● Records provided:
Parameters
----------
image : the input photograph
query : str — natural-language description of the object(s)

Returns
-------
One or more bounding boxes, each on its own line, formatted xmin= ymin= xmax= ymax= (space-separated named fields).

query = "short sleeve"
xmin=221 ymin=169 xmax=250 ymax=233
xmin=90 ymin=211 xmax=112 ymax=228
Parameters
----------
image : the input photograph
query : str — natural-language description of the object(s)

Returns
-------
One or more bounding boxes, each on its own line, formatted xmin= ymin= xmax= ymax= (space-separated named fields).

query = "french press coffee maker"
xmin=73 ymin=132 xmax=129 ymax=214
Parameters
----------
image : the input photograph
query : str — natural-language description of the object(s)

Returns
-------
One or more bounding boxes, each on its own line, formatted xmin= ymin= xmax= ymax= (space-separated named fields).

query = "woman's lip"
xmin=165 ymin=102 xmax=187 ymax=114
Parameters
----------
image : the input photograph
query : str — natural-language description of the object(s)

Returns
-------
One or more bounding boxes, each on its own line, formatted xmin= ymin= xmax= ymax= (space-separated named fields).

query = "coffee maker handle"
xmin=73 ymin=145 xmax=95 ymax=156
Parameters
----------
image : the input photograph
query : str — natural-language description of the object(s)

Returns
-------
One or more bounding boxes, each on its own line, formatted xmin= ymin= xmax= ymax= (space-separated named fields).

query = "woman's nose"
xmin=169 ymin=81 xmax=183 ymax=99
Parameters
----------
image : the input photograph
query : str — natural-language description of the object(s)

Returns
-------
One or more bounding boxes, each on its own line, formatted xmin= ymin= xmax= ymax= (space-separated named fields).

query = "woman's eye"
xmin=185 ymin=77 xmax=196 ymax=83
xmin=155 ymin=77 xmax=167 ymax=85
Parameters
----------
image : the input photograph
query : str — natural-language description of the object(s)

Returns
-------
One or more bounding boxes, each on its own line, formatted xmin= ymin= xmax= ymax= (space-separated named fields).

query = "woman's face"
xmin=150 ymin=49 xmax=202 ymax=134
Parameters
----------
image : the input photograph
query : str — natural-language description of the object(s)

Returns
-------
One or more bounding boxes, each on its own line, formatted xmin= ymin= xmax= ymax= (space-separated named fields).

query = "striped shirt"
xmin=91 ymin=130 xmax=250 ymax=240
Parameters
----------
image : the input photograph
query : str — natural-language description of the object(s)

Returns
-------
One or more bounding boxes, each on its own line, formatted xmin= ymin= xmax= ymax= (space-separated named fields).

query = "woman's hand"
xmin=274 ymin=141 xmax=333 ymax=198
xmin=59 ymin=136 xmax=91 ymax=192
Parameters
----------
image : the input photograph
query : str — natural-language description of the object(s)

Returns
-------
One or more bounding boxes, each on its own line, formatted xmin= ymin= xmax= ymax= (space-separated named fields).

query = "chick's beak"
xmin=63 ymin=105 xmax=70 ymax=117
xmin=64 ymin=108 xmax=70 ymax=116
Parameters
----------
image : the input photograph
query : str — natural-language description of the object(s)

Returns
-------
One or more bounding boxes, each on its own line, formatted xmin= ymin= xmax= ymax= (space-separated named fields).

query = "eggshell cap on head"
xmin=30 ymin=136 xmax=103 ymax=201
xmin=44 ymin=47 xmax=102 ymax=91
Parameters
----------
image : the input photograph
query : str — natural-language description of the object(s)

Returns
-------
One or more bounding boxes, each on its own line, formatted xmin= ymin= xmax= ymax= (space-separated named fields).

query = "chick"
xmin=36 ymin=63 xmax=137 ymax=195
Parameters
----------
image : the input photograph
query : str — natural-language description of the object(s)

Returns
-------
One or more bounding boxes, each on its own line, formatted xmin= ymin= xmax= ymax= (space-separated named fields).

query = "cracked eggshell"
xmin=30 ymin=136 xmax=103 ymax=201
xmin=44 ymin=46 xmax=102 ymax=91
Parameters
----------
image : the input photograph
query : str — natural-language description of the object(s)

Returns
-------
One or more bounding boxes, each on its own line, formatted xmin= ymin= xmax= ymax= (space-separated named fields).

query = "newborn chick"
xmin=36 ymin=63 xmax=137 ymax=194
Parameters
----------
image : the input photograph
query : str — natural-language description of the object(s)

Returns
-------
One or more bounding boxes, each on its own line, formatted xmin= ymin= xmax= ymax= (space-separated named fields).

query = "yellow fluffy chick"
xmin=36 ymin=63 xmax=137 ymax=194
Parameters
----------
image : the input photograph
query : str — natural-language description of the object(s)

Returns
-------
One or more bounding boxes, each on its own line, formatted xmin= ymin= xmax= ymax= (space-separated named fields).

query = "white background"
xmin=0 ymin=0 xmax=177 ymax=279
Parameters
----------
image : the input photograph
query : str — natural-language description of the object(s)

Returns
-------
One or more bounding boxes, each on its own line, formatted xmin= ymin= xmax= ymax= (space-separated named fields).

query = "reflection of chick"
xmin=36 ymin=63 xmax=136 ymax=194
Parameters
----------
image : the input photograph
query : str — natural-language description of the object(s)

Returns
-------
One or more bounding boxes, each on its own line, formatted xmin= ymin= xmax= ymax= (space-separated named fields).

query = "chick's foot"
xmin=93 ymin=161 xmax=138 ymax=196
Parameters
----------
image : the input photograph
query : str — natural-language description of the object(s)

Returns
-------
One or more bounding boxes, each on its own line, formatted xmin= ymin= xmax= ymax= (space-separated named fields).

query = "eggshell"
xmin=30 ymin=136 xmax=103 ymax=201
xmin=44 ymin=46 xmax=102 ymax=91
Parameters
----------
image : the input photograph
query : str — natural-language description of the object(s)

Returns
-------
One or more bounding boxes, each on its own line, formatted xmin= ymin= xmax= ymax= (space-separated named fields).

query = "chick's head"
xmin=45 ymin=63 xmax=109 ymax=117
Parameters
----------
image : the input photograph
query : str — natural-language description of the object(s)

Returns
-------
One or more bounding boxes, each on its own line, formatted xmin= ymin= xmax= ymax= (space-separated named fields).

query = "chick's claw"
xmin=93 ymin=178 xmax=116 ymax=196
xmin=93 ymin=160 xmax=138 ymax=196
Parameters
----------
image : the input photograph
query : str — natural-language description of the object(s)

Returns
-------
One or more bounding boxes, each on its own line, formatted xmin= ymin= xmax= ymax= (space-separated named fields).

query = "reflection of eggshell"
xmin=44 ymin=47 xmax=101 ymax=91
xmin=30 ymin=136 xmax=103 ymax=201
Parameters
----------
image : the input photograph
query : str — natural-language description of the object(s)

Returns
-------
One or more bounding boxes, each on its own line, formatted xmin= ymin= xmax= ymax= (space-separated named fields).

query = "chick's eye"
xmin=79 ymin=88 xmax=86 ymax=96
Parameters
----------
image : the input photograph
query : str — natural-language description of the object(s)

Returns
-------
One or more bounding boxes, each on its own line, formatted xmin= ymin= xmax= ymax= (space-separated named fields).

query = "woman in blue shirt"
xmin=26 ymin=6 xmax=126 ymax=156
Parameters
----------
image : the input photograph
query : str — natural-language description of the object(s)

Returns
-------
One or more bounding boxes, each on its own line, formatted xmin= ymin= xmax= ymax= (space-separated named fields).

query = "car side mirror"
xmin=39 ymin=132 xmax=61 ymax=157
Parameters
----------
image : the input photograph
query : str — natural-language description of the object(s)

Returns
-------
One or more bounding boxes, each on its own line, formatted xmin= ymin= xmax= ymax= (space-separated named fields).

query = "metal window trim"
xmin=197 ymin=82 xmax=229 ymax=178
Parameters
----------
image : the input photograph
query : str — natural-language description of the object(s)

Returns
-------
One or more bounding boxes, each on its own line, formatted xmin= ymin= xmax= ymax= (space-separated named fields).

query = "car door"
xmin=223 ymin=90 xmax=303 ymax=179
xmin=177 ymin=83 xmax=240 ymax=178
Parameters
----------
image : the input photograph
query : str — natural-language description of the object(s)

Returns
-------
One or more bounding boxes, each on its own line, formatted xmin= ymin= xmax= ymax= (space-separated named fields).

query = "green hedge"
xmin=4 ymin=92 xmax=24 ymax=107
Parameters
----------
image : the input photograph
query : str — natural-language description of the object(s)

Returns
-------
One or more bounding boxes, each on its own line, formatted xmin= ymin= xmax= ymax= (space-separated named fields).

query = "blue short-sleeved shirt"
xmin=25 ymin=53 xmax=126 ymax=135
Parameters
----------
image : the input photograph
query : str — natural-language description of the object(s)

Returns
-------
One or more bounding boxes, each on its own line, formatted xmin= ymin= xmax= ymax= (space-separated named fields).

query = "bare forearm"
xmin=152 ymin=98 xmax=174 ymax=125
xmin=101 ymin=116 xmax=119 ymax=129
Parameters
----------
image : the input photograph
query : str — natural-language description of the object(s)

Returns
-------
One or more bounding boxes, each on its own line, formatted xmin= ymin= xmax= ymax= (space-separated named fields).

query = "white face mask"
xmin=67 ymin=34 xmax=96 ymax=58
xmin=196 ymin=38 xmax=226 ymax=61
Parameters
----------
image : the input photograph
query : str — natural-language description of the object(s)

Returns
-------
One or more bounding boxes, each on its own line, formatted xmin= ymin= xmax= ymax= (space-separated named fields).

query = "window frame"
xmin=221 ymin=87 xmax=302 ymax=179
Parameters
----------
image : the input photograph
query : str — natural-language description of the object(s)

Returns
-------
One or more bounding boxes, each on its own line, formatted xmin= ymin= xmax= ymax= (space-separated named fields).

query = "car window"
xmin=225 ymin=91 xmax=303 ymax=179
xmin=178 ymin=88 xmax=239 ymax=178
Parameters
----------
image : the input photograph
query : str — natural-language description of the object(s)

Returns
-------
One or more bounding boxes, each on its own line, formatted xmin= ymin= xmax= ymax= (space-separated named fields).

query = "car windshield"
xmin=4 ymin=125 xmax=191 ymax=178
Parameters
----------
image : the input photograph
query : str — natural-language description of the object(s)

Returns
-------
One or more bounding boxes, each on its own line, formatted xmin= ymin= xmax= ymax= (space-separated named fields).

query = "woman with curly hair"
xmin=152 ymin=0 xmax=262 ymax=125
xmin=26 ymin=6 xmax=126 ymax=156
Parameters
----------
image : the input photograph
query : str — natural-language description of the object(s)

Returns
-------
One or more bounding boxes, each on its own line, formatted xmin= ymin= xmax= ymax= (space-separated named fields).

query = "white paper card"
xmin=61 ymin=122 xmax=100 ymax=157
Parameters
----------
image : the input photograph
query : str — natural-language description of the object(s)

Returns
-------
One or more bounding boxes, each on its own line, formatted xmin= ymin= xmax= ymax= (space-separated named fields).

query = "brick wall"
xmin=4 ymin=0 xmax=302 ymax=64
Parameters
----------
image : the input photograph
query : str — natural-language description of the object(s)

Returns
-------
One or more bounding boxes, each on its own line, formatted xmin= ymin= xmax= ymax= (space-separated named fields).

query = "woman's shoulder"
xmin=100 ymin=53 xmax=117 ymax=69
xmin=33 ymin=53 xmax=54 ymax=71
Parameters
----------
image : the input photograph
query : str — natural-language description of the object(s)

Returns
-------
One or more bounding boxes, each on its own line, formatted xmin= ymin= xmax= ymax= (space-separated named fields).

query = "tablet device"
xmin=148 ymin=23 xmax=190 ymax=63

● Task prompt: List each line of the material above that contains the string "blue".

● Result below:
query = "woman in blue shirt"
query = "blue short-sleeved shirt"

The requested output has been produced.